▶ [Exercise aim]
Reproduce every line from the start of the records through the line that contains "[232,221,250,243]", requests included, and multiply each bounding-box coordinate in the answers by 1.1, rounding to whole numbers with halves rounded up. Give only those lines, and leave out the pictures.

▶ [The records]
START

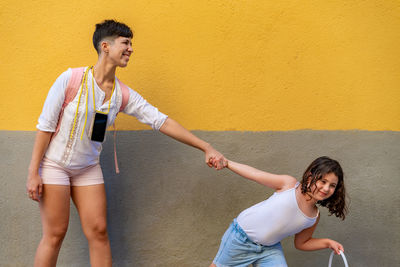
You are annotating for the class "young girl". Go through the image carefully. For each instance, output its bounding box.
[210,157,347,267]
[26,20,226,267]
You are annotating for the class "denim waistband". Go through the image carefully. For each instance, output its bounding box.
[232,221,250,243]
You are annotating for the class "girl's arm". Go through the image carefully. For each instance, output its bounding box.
[160,118,227,170]
[227,160,296,191]
[26,130,53,201]
[294,215,344,254]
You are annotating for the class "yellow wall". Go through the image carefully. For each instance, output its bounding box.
[0,0,400,131]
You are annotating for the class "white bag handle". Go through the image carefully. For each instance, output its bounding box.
[328,251,349,267]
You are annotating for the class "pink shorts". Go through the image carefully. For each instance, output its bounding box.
[39,158,104,186]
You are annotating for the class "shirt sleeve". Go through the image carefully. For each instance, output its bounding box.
[36,69,72,132]
[122,88,168,131]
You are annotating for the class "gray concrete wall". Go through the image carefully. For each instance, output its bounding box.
[0,131,400,267]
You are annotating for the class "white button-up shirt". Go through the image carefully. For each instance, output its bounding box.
[36,69,167,169]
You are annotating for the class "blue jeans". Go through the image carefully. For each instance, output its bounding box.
[213,219,287,267]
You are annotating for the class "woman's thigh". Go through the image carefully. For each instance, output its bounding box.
[71,184,107,238]
[39,184,70,235]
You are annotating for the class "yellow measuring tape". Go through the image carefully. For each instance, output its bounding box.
[70,66,115,140]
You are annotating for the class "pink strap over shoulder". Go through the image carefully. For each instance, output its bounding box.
[52,67,85,138]
[118,79,129,112]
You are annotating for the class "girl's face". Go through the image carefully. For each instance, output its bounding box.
[310,172,339,201]
[108,36,133,67]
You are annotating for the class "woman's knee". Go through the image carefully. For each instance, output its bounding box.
[43,225,68,247]
[84,220,108,241]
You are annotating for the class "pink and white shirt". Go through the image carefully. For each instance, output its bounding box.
[36,69,167,169]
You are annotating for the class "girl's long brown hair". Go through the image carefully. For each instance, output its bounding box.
[301,156,347,220]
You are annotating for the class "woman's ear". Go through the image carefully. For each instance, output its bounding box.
[307,173,312,188]
[100,40,110,54]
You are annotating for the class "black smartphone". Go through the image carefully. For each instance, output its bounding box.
[90,112,108,142]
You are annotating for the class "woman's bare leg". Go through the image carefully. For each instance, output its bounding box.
[71,184,111,267]
[34,184,70,267]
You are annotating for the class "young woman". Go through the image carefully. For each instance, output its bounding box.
[26,20,226,267]
[210,157,347,267]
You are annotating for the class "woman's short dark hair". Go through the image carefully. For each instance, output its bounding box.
[301,157,347,220]
[93,20,133,54]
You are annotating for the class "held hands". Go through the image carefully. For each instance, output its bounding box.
[328,239,344,255]
[26,173,43,202]
[204,145,228,170]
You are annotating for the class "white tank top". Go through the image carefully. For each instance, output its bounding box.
[237,182,319,246]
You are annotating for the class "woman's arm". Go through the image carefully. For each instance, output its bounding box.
[294,215,344,254]
[227,160,296,191]
[160,118,227,170]
[26,130,53,201]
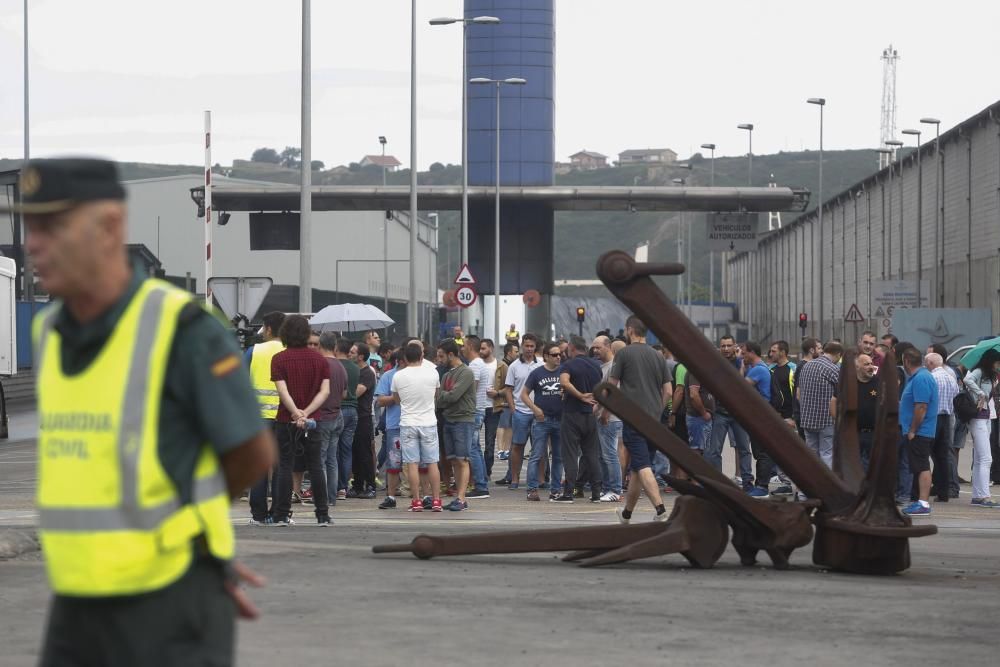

END

▶ [Exercise solution]
You are annotating for the class "young girl". Go through the image carefully. For each instance, output its bounding box.
[231,173,382,294]
[29,22,249,294]
You are annotating for the class "denim waistband". Go through the image carefully. For each instance, output its bounding box.
[255,243,275,267]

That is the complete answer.